▶ [Request] Reproduce every line of the listing as written, apart from the pictures.

▶ [Raw records]
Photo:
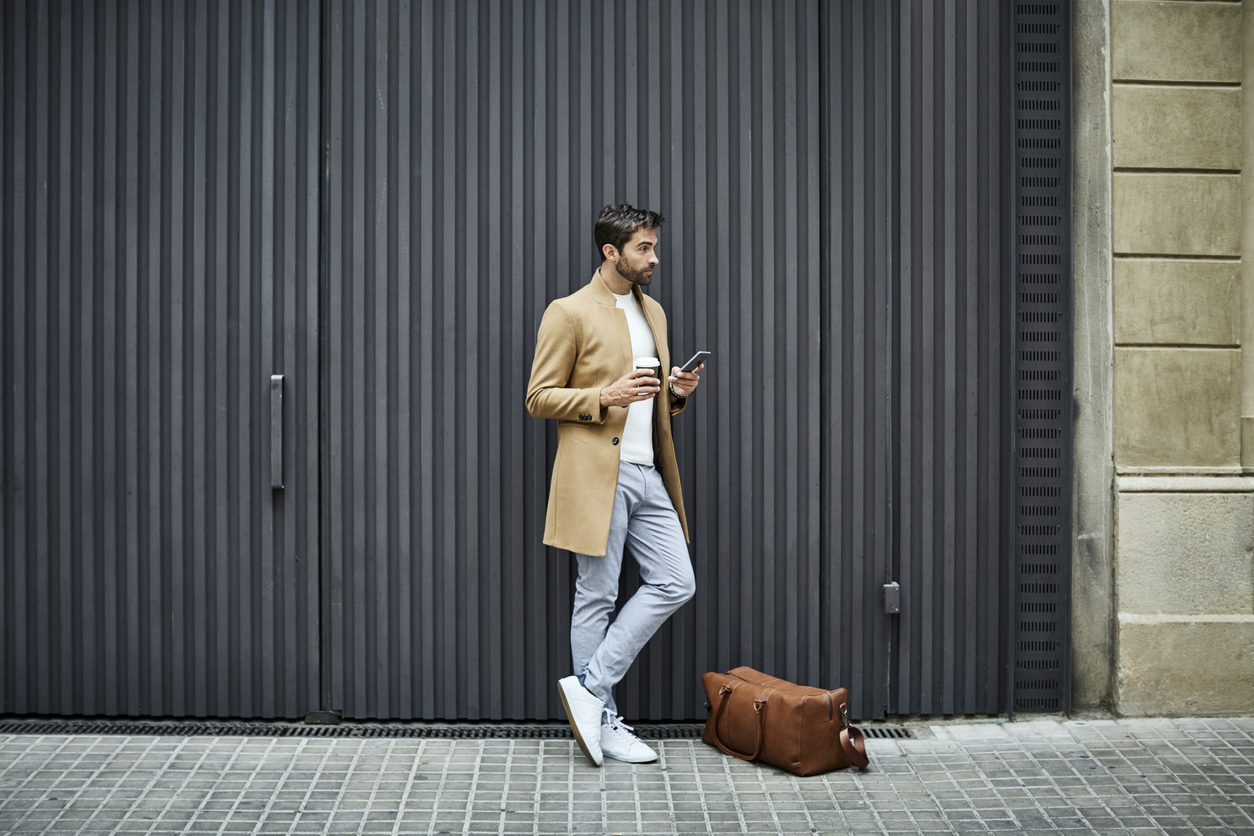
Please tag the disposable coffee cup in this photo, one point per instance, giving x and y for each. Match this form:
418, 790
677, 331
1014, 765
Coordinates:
648, 364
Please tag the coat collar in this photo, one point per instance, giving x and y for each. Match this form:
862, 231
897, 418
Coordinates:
601, 291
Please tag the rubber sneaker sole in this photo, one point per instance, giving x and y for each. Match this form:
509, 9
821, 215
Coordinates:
574, 727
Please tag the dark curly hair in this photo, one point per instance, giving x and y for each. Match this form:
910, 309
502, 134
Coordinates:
616, 224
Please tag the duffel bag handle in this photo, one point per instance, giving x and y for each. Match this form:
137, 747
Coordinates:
852, 740
759, 708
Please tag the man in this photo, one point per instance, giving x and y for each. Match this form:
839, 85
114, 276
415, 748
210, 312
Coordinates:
615, 479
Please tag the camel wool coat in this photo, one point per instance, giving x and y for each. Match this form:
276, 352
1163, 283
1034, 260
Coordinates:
583, 346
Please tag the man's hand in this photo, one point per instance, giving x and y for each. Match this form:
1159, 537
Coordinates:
685, 382
632, 387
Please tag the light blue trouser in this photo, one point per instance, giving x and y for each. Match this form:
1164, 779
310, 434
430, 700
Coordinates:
646, 523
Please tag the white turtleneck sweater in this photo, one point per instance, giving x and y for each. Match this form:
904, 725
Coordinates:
637, 441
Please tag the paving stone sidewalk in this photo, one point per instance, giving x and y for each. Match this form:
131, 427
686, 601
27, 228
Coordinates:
1046, 776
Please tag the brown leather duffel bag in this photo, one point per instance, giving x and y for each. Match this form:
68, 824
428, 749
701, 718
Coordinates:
801, 730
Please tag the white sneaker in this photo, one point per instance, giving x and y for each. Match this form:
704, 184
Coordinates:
621, 745
583, 711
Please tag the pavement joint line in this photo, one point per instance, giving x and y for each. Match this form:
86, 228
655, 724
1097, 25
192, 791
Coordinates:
1117, 777
351, 770
670, 792
439, 791
474, 785
49, 788
1155, 785
270, 804
735, 797
208, 795
1210, 756
317, 773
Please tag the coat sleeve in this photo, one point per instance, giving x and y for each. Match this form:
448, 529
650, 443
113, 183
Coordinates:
547, 394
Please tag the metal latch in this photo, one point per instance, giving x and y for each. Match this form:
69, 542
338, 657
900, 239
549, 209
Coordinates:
892, 598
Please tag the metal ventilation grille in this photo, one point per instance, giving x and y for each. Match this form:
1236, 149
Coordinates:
1042, 401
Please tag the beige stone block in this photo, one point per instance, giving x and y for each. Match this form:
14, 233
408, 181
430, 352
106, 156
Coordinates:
1186, 667
1175, 127
1176, 214
1175, 41
1178, 302
1185, 553
1178, 407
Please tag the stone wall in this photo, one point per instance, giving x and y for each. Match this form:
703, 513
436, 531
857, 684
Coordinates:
1183, 572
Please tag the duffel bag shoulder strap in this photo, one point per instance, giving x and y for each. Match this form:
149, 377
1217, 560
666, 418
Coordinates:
852, 740
759, 708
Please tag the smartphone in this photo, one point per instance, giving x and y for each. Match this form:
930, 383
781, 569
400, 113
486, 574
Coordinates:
697, 359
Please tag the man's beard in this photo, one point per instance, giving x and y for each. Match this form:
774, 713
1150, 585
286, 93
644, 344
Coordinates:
633, 276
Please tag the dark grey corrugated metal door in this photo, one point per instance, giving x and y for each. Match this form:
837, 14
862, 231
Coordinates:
158, 218
835, 179
472, 146
917, 354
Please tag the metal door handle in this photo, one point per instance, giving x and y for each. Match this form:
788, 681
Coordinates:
276, 431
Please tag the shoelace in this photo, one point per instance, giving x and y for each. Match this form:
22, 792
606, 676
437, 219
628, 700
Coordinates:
616, 723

▶ [Written solution]
Photo:
Please tag the disposable coffee cup in this photo, one point per instance, giving x and y for each. Match this form:
418, 790
677, 331
1014, 765
Coordinates:
648, 364
Please tag the coat collar in this photo, one point per instance, giving x and y for each. Match this form:
862, 231
897, 418
Coordinates:
601, 291
Please tag the rubber sneaker sole in this photo, one point per instance, giving x and y for each. Match this form:
509, 9
821, 215
Coordinates:
574, 727
Please tag the dark curly hair in this photo, one point per instance, giving x and y for each. Match this form:
910, 309
502, 134
Coordinates:
616, 224
Please tag the duffel bag handle in this photo, one point per instance, giving x and y for each. Match this form:
137, 747
Coordinates:
852, 740
759, 708
Please tag the man in this photo, one point per instance, giving x and y for each. Match this form:
839, 85
114, 276
415, 748
210, 312
Coordinates:
615, 479
Please tag the camel wool coat in this photo, one point per instance, giving x and y for each. Match this form:
276, 352
1163, 283
1034, 260
Coordinates:
583, 346
Please tag the man's hand in this photo, one point per instance, giving x and y for each. Match this form:
1159, 537
Coordinates:
685, 382
632, 387
Please tag the light blue trouser in this photo, one point per instance, giving x and y for each. Match this form:
1164, 779
310, 434
430, 700
Coordinates:
646, 523
Please tag the white turtleneck sweater in this photo, one point per instance, giving x and y for each. Match this form:
904, 725
Coordinates:
637, 441
Please tag the paving stone sidewalk in this photo, one point per instance, giving x and y for each. Match this form:
131, 427
686, 601
27, 228
Coordinates:
1046, 776
Please tag the brown leather duffel bag in this photo, one point per instance, giving x and y for each. Match this form:
68, 824
428, 749
701, 718
Coordinates:
801, 730
Please tag the white sneaker in this photo, one point per instance, giving x and y for each. Match this form:
704, 184
Coordinates:
621, 745
583, 711
Please tag the pavement joint line in this photo, one point per instance, giving x and y for each. Match this form:
86, 228
655, 724
1097, 25
192, 791
Coordinates:
1117, 777
351, 770
670, 792
439, 791
474, 785
49, 788
1155, 785
270, 804
735, 797
208, 795
1210, 756
317, 773
Please tag the coat sleeve in this photo, one point per instance, giving x and y for each. Match this form:
448, 529
650, 443
113, 183
Coordinates:
547, 394
Please tag the metal latch in this photo, one point per instance, giving x and y for each. Match this form:
69, 542
338, 657
900, 239
549, 209
Coordinates:
892, 598
Please tag the metal ventilation grille in this photo, one point per instance, giving x and y for each. Match this form:
1236, 149
Coordinates:
1042, 401
Please tag the beige stone block in this photo, one point per instance, giving x and y for each. Match this form:
14, 233
408, 181
430, 352
106, 156
Coordinates:
1186, 667
1175, 127
1176, 214
1175, 41
1178, 302
1185, 553
1178, 407
Please tag the stone wall in this photo, one point per instance, giving x and y for each. Match this form:
703, 513
436, 531
857, 684
Coordinates:
1183, 572
Please tag the duffel bag shoulder strap in this photo, one point per instance, giving x and y for each. Match this form:
149, 377
1217, 560
666, 418
Coordinates:
852, 740
759, 708
Please tag the smartphone in this photo, one point per instance, giving x and y for each. Match this form:
930, 383
781, 569
400, 113
486, 574
Coordinates:
697, 359
Please tag the man's beard in this photo, one point per instance, giving x and y for each. Match this form:
774, 713
1150, 585
286, 93
644, 344
Coordinates:
633, 276
Please tag the dark grey corrugated metal door in this photo, one point per instance, giving x and y for each. Match this form:
837, 14
862, 231
Coordinates:
158, 218
835, 179
472, 146
917, 354
Please tag the metal door handle in this photo, one point per instance, giving x and y for each. Match this form:
788, 681
Coordinates:
276, 431
Please tag the shoelace in this photo, one point per instance, giving x and y for each. Match this form:
22, 792
606, 676
437, 219
628, 700
Coordinates:
616, 723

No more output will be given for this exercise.